# Énoncé
D'après l'article sur les nouvelles règles de la négociation collective, en quelle année la CGT a-t-elle été créée ?

# Article

Nouvelles règles de la négociation collective

Publié le par marsaud sylvain

LES NOUVELLES REGLES DE LA NEGOCIATION COLLECTIVE

 

 

 

 

UN PEU D’HISTOIRE

 

 

 

 

Un siècle sans règle démocratique, MARS 1884 création des syndicats professionnels par Waldeck ROUSSEAU. 1892 création de la FTM , 1895 création de la CGT. Il aura fallu attendre 1992, 1993, 1996 pour avoir un semblant de règles qui prennent en compte le poids des syndicats. Entre temps il y a eu la création des différents autres syndicats réformistes, en 1973 le conseil d’état (pendant ce que l’on a appelé les 30 glorieuses) décrète le principe de faveur comme principe applicable au regard de plusieurs textes en présence, coïncidence le chômage augmente les années suivantes, et les patrons en profite pour revendiquer déjà plus de souplesse dans l’organisation du temps pour préserver soi-disant l’emploi…

 

 

 

 

L’IDENTIFIANT CGT DANS UNE NEGOCIATION

 

 

 

 

Un responsable CGT négocie avec l’idée qu’il y a contradiction d’intérêts entre la partie employeur et la partie salariée. En même temps, dans cette contradiction, il y a nécessité d’un compromis. Au service des intérêts des salariés dans un esprit offensif, la négociation est l’aboutissement d’un processus où nous mettons les revendications de la CGT. Et c’est un compromis dans un rapport de forces, à un moment donné. Elle est un moyen de contester, de faire reculer le pouvoir unilatéral de l’employeur, les règles de la négociation collective ont historiquement au moins autant structuré le syndicalisme que celui-ci n’a pu influencer les règles de négociations.

 

 

 

 

L’ALIBI ET LE CRIME

 

 

 

 

L’alibi de l’accord majoritaire, pour commettre le crime parfait, telle est l’impression que laisse la lecture de la loi du 04 MAI 2004 dans son volet « réforme du dialogue social ».

 

 

Le crime : la nouvelle loi remet en cause le principe de faveur en généralisant les possibilités de dérogations d’un niveau de négociation à l’autre. L’accord d’entreprise (ou d’établissement) est désormais susceptible de contenir des dispositions moins favorables aux salariés que l’accord de branche, sous réserve de quelques exceptions. L’accord de branche pourra lui-même contenir des dispositions dérogatoires par rapport à un accord interprofessionnel ou un accord couvrant un champ d’application géographique plus large. Si la loi garde un rôle de définition des droits minimaux, puisque le principe de faveur règle encore les rapports entre loi et accords collectifs, c’est un véritable renversement de la hiérarchie des normes, qui est ainsi programmé puisque l’entreprise peut potentiellement s’affranchir des règles conventionnelles définies à des niveaux supérieurs.

 

 

L’alibi : la nouvelle loi permet à des syndicats majoritaires, sous des conditions moins restrictives qu’auparavant, de s’opposer à l’entrée en vigueur d’un accord signé par un syndicat représentant une minorité de salariés. Mais ce principe majoritaire est un trompe l’œil tant ses conditions de mise en œuvre sont alambiquées. Pourquoi faire simple quand on peut faire compliquer !

# Données

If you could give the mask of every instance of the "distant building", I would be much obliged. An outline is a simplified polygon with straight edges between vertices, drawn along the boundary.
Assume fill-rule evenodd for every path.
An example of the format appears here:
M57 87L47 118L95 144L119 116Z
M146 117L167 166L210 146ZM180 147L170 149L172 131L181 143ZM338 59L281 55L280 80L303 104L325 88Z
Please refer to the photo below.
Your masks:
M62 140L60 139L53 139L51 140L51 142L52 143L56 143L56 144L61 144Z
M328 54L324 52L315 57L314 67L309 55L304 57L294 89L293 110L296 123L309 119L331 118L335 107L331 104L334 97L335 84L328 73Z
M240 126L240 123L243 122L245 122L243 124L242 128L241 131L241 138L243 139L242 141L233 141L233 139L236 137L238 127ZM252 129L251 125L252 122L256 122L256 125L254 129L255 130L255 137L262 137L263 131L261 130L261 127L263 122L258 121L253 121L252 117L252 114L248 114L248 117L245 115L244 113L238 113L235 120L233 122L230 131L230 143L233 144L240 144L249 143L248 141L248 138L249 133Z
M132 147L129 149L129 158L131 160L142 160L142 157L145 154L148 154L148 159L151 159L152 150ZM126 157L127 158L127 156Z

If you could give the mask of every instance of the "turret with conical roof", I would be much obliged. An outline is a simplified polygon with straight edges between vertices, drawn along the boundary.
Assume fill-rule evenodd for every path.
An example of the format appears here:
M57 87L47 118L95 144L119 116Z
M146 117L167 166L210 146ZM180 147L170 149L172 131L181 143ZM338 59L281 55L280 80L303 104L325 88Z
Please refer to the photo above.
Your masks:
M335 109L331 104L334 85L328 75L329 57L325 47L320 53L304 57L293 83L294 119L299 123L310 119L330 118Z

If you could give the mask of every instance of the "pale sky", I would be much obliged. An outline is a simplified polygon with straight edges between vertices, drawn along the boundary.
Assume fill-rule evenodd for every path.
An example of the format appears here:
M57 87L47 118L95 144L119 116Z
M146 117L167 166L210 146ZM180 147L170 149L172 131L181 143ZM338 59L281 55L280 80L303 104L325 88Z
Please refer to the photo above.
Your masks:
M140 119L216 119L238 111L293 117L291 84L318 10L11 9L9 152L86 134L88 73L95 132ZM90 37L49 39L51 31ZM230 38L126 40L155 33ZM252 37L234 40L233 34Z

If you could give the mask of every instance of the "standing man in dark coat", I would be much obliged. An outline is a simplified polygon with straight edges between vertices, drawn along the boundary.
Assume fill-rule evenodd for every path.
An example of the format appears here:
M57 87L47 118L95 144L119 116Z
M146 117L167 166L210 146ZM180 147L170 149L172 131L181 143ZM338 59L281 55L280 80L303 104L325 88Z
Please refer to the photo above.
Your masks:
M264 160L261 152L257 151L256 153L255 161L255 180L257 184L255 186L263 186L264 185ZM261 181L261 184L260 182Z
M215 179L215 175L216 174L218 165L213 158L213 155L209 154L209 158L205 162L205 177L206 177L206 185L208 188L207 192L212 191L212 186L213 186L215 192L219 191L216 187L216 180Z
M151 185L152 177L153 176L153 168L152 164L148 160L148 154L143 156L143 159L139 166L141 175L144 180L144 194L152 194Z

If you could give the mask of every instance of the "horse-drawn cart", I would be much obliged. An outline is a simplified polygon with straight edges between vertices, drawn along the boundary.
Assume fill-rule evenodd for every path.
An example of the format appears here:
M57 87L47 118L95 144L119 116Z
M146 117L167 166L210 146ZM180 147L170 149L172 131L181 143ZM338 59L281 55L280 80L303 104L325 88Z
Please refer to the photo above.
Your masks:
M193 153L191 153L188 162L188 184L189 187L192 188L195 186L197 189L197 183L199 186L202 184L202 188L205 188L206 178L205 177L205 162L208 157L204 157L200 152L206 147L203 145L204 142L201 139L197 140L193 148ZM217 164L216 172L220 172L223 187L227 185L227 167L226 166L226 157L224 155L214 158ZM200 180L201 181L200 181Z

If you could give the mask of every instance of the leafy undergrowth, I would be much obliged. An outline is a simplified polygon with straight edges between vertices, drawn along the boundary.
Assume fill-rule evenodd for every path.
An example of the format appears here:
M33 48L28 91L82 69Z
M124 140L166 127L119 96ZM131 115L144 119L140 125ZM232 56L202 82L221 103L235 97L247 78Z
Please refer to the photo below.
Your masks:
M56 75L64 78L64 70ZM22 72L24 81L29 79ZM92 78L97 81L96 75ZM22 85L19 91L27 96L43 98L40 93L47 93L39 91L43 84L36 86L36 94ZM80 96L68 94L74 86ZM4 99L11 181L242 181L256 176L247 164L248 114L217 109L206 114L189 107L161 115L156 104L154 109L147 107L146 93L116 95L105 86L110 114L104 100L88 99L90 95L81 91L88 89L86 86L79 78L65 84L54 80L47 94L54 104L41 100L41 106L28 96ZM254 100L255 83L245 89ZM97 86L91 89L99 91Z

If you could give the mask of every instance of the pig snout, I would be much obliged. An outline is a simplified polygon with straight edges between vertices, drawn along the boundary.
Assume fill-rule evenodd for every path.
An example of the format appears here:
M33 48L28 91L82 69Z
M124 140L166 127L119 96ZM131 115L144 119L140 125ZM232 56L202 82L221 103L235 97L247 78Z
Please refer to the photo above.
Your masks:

# Corrigé
La CGT a été créée en 1895.